● **PROBLEM DESCRIPTION**: Repeat every entry word for word, skipping the pictures.

▬▬▬

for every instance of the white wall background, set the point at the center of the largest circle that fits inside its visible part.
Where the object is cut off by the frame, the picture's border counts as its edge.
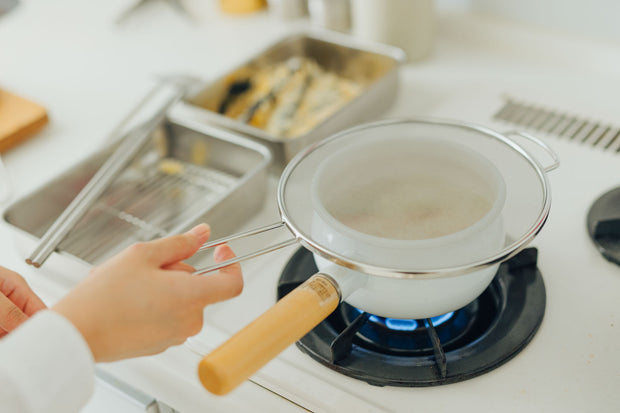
(595, 18)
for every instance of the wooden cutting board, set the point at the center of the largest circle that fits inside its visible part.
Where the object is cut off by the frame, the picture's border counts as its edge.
(19, 119)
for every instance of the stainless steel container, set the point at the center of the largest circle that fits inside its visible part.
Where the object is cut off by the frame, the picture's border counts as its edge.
(185, 174)
(375, 66)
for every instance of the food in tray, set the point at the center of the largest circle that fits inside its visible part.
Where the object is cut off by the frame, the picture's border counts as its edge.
(287, 99)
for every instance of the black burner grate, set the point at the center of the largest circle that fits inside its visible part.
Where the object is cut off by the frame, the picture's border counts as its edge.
(477, 338)
(604, 225)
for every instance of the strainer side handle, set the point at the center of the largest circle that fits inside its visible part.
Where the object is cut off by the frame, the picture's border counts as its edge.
(555, 160)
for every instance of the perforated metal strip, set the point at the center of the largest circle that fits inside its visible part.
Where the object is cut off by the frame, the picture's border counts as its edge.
(563, 125)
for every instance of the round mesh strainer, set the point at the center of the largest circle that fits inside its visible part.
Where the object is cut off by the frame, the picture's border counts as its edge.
(424, 189)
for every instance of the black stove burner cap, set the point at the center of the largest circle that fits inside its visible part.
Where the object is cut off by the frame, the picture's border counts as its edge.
(604, 225)
(478, 338)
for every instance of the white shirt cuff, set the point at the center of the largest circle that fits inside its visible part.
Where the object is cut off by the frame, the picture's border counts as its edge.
(47, 364)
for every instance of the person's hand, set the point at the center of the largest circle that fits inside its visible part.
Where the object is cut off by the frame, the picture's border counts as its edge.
(17, 301)
(145, 299)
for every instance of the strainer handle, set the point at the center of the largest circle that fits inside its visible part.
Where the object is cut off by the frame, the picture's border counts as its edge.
(259, 342)
(555, 160)
(253, 254)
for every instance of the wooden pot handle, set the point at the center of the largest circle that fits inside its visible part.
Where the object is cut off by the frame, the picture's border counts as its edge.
(263, 339)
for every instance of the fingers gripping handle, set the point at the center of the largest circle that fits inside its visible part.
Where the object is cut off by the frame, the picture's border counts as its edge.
(262, 340)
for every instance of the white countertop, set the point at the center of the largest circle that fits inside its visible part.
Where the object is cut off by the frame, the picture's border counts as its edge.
(69, 56)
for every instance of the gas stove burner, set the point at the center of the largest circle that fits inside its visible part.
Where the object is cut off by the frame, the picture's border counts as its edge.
(604, 225)
(416, 353)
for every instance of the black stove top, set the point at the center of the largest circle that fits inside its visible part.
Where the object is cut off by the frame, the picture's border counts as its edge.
(454, 347)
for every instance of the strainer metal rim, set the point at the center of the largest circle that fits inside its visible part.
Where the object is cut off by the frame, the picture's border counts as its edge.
(391, 272)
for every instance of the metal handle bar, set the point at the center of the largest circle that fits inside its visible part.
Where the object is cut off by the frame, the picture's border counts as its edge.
(254, 254)
(554, 157)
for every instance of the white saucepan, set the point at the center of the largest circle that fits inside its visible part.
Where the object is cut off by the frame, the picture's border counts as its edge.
(406, 219)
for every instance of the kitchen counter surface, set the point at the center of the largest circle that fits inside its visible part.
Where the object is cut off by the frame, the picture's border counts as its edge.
(71, 57)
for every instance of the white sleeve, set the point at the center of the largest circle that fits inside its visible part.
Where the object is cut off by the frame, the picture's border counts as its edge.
(45, 366)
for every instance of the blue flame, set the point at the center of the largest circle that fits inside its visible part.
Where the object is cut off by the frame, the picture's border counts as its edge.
(408, 324)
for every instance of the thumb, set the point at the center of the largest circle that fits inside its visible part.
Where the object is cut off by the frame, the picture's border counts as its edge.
(10, 315)
(176, 248)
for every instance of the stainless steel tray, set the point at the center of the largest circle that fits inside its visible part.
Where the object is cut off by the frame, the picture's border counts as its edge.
(185, 174)
(373, 65)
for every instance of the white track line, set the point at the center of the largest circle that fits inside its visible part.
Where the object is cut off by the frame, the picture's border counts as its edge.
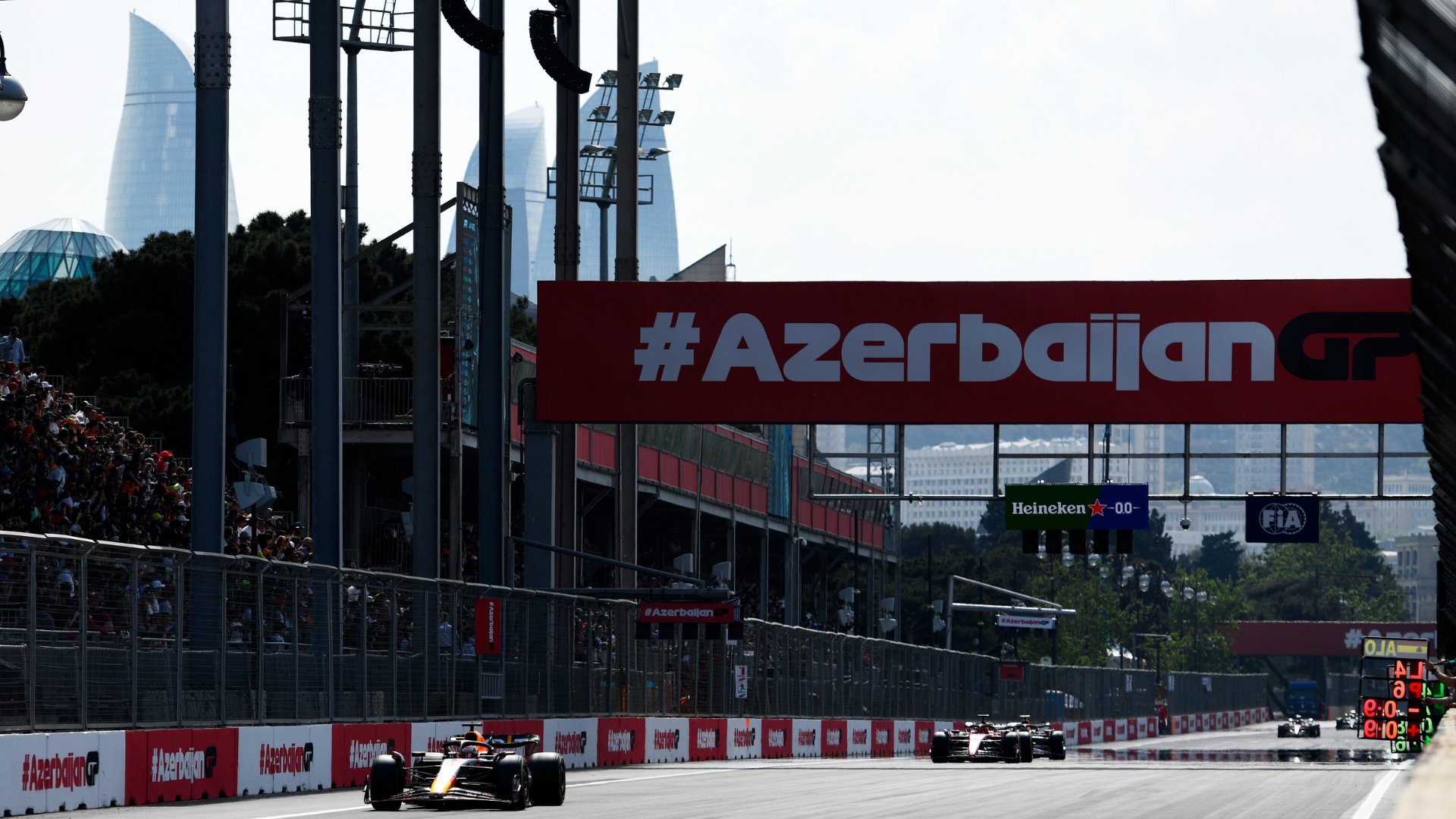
(315, 812)
(726, 770)
(1373, 799)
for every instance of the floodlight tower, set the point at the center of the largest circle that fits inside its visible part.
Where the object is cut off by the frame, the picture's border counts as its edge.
(12, 93)
(599, 183)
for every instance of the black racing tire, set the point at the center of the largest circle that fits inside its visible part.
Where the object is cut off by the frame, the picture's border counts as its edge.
(386, 780)
(940, 748)
(1057, 746)
(1028, 749)
(513, 781)
(548, 779)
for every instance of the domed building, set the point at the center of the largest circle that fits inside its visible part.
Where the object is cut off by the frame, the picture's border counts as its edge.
(60, 248)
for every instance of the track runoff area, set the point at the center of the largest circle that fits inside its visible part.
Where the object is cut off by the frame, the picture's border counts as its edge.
(1239, 773)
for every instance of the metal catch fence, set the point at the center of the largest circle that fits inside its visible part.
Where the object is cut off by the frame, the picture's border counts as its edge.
(101, 634)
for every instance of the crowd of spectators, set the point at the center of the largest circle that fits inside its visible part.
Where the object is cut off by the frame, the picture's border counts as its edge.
(67, 469)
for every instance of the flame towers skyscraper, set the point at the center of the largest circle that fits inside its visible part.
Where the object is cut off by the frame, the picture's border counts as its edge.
(152, 168)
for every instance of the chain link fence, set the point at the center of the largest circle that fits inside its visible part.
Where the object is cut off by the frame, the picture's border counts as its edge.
(99, 634)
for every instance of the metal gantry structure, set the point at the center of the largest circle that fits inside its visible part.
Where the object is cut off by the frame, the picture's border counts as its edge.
(1185, 457)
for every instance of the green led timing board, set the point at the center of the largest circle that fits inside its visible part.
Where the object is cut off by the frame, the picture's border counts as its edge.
(1394, 689)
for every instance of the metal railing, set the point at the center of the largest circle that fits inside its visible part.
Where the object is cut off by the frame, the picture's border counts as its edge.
(378, 401)
(99, 634)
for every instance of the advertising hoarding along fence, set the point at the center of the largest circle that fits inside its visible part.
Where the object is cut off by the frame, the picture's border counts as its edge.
(1021, 621)
(976, 353)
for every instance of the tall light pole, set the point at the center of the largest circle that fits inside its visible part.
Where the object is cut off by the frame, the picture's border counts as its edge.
(12, 93)
(427, 290)
(557, 44)
(210, 276)
(327, 295)
(370, 30)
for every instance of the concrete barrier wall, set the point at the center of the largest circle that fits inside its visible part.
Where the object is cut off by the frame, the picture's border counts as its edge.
(44, 773)
(1432, 789)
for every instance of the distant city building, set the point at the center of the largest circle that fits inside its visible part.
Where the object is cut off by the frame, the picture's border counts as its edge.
(60, 248)
(1261, 474)
(1414, 567)
(525, 191)
(957, 468)
(657, 222)
(153, 167)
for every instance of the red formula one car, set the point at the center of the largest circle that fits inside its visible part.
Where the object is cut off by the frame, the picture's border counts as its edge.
(469, 771)
(983, 742)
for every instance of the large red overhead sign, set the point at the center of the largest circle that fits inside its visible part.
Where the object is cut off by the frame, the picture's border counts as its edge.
(1005, 352)
(1320, 639)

▬▬▬

● **EXERCISE RESULT**:
for every instance of the white wall background, set the point at the center of the largest circle that fits inside its visible part.
Where the object is cut off by the frame, the picture's border counts as its edge.
(595, 18)
for every instance of the wooden cutting board, set the point at the center of the largest circle that fits inside its visible part.
Where the object is cut off by the frame, the picture's border counts as its edge.
(19, 119)
for every instance of the stainless steel container, set the point at the center of the largest circle that fits inside its visible part.
Where the object is cut off by the frame, the picture's border counts as its edge.
(185, 174)
(375, 66)
for every instance of the food in tray, set the point at the center of the largest circle that fits inside its visible part.
Where the object is cut off by the frame, the picture's border counts as its edge.
(287, 99)
for every instance of the black burner grate, set the point at the center of the largest circle that fits inside its visible part.
Where the object is cut off by the frame, the picture's border counts as its edge.
(477, 338)
(604, 225)
for every instance of the strainer side handle, set the point at the center of the largest circle that fits inside its visible part.
Where the object is cut off by the frame, the picture's border counts as its edge.
(555, 160)
for every instance of the perforated metal strip, set the point at the center of the largest circle that fits inside its visible part.
Where the object is cut off by the frame, the picture's border counts as its edge.
(563, 125)
for every instance of the round mesh strainer, set the point at the center of the largest circle that fits inside its visible part.
Where the object is cut off by the frame, the picture's border counts as its edge.
(424, 189)
for every instance of the black stove burner cap, set the point at the center of the largest circle that fits inside its visible part.
Where the object is cut off by the frame, the picture's border counts as its edge.
(604, 225)
(478, 338)
for every instance of the white shirt cuff, set the point at the center of the largest circle that fits inside its visible part.
Where the object is cut off by the frame, the picture's border counts as its edge.
(47, 364)
for every instance of the person's hand, set the point at the center of the largest circle that fits inside its visible part.
Where the object is cut off by the frame, the picture's border counts as its edge.
(17, 301)
(145, 299)
for every instance of the strainer handle, set the point at the center of the largest circle that fits inside its visible part.
Where the object is cut off by the frame, the picture's border counts as its edge.
(259, 342)
(555, 160)
(253, 254)
for every instance of the wooden pot handle, set the point at the center of the largest circle that fits inside its visible part.
Where the object is cut off by the frame, the picture's border counts as its edge.
(263, 339)
for every instance of the fingers gripping handle, set the point at the center of the largest circle that fits inside its visible part.
Where the object is cut off by the frame, the picture's border counts as its edge.
(262, 340)
for every instance of the white countertop, set the point at the center of the largest circle that fits inside its visible part.
Where the object is cut off by the frame, the picture's border counts as its edge.
(69, 56)
for every instance of the gas stove burner, set the point at the center of the largest circle that fits inside its visible part.
Where the object is cut off by the frame, the picture's border counts as its edge.
(604, 225)
(416, 353)
for every instance of the black stove top, set the point at the center of the largest circle that fits inside its visible part.
Where the object is cut off by the frame, the picture's border counts as its edge.
(454, 347)
for every instance of the strainer metal rim, set the point at the center of the largest circle that fits inside its visible part.
Where the object is cut off by the frame, the picture's border counts as its edge.
(391, 272)
for every instance of the metal handle bar, set the point at the center of the largest circle that fits inside its visible part.
Where the object is cut off by the frame, the picture's border counts as its edge.
(254, 254)
(554, 157)
for every instance of the white saucepan, set the point at the center of the largest circle that fits inside its visible part.
Where the object is cut off by the frame, the picture's border counts as its edge.
(406, 219)
for every instance of the kitchen counter surface, set the point at the center of the largest circle that fits inside its visible part.
Where the object is cut off by the frame, the picture's border counts as its edge.
(71, 57)
for every instance of the white sleeve, set the point at the center of the largest circle that fits inside its visible part.
Where the object is cut off by the frame, the picture's border counts as its edge.
(45, 366)
for every instance of the blue flame, set the point at the center of the largest circle that fits inside its visible part.
Where the object is cut off by the frame, the picture's border counts as its edge.
(408, 324)
for every instance of the thumb, set the point at the center of the largest circle that fits inside its visible part.
Where the object is cut off by the frame, the picture's border counts as its edge.
(10, 315)
(176, 248)
for every instance of the stainless steel tray, set the point at the center of the largest circle that fits inside its visible part.
Where the object is cut off by the frame, the picture's border counts as its edge.
(185, 174)
(373, 65)
for every instance of the white track line, set the point at the center of the largest circle that fits inside its visible part.
Where the object is cut off by the frame, the picture's border counts as its edge.
(315, 812)
(726, 770)
(1373, 799)
for every instance of the floodlight tower, set the point at the center of the largest circle that fits inside its visible part.
Where the object is cut off by the frame, the picture's border counts as its edge.
(12, 93)
(599, 183)
for every instance of the black racing tire, set the point at the center of the largest circle that fits inside its visible part.
Where the object is cut off by the frame, the picture's border counts as its edge.
(386, 780)
(940, 748)
(1057, 746)
(1028, 749)
(513, 781)
(548, 779)
for every instance of the domed building, set the point at the center of the largest circle that fits inside its visible part.
Where the object is cut off by the frame, the picture's border counts as its edge.
(60, 248)
for every instance of the track runoff area, set the point at the center of the largest circle that fits inside its visible part.
Where the object is cut off by the frame, the picture's border counts as its edge.
(1239, 773)
for every instance of the metal catch fence, set the point at the center of the largest circle that fits inside its visible part.
Where the object is cut off by the frame, the picture's border counts as its edge.
(101, 634)
for every instance of the crowd of spectators, set the point at the center of the largest circle that fits inside its visible part.
Where the object is cut off by the frame, the picture's border counts as its edge.
(67, 469)
for every instance of the flame towers skyscraper, set the point at the center of the largest circle that fits inside its visible part.
Where the object is cut off by the frame, the picture's border counts as its edge.
(152, 168)
for every instance of the chain link fence, set the point at the center of the largest circle that fits inside its visible part.
Where the object is cut off by the frame, the picture's border counts as its edge.
(99, 634)
for every instance of the metal gantry structure, set the point at the center of the largest circle that fits inside its visible part.
Where the object is cut off by the frame, the picture's border counts as its edge.
(1185, 457)
for every instance of the green led timing board, set the point at the center of the largest circle that fits inside its visible part.
Where the object is cut off by the frame, the picture's border counts as its edge.
(1394, 689)
for every instance of the metal railing, set the point at the center of the largest circle that fits inside its visible part.
Where the object is cut off by the frame, the picture's border counts as its edge.
(378, 401)
(99, 634)
for every instance of the advertising hoarding along fence, set the point at the center of the largest circle that fits inside its visible part.
Where the object is cut off by the frame, the picture's border counts as its edge.
(1021, 621)
(976, 353)
for every instance of the tall light pole, set the point at the center of the largest circle that fits inside its visible part.
Where the object is cut off by the frame, the picture's border counts as its edge.
(12, 93)
(427, 290)
(557, 44)
(210, 276)
(327, 295)
(370, 30)
for every instance of the concrete barrier wall, set the point at the center of the largest circle that fits inside its visible part.
Where the object is cut off by the frame, the picture's border counts as its edge.
(44, 773)
(1432, 789)
for every instance of the distant city building, set the point at the center of the largest circle that fits inside its visible part.
Where the object is cut off by the frame, the picture's border counts as its edge.
(60, 248)
(1261, 474)
(1414, 567)
(525, 191)
(957, 468)
(657, 222)
(153, 167)
for every instance of the red formula one car, set the point at the center of the largest circle that fits inside its visible part.
Where the object is cut off by the frame, the picture's border counts as its edge.
(469, 771)
(983, 742)
for every instance of the large red overhead sign, set the point at the center of the largest circle that fits inside its visible part.
Where the object is cut off by the frame, the picture's border counts as its edge.
(1005, 352)
(1320, 639)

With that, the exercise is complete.